## Trecho apresentado

++++++

Como é sabido, tal como a escrita, a
narrativa da oralidade não é um sistema fechado de signos. Assim, poder
compreender o sentido de uma escolha que o contador efectua é ser capaz de
visualizar as hipóteses de permuta em cada contexto.
E, esta leitura contextualizada é
deveras importante sobretudo quando se trata de literatura oral no seu todo,
devido ao facto de esta servir de reservatório dos valores culturais dos povos.
É esta a razão que nos faz concordar com a ideia de que a versão da fábula “a cigarra e a formiga”, patente no livro do aluno da 5ª
classe do SNE, do ponto de vista ideológico “não
pode encontrar acolhimento no universo
cultural e antropológico” no seio de comunidades tipicamente moçambicanas,
em particular, e africanas, em geral. (ROSARIO: 2004, p. 2)

++++++

## Linhas de dados
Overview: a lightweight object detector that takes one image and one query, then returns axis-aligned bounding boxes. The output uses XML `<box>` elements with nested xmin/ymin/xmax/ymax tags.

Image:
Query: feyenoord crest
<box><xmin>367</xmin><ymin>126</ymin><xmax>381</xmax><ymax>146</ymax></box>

++++++

## Tarefas a fazer
1. Segundo o trecho sobre literatura oral, a literatura oral serve de reservatório de quê?
2. Reescreva a parte do trecho sobre literatura oral entre "Como é sabido, tal" e "em cada contexto.", inclusive, trocando "contador" por "narrador".
Os dados vêm de outra fonte.

## Problemas resolvidos
1. Dos valores culturais dos povos.

2.
Como é sabido, tal como a escrita, a
narrativa da oralidade não é um sistema fechado de signos. Assim, poder
compreender o sentido de uma escolha que o narrador efectua é ser capaz de
visualizar as hipóteses de permuta em cada contexto.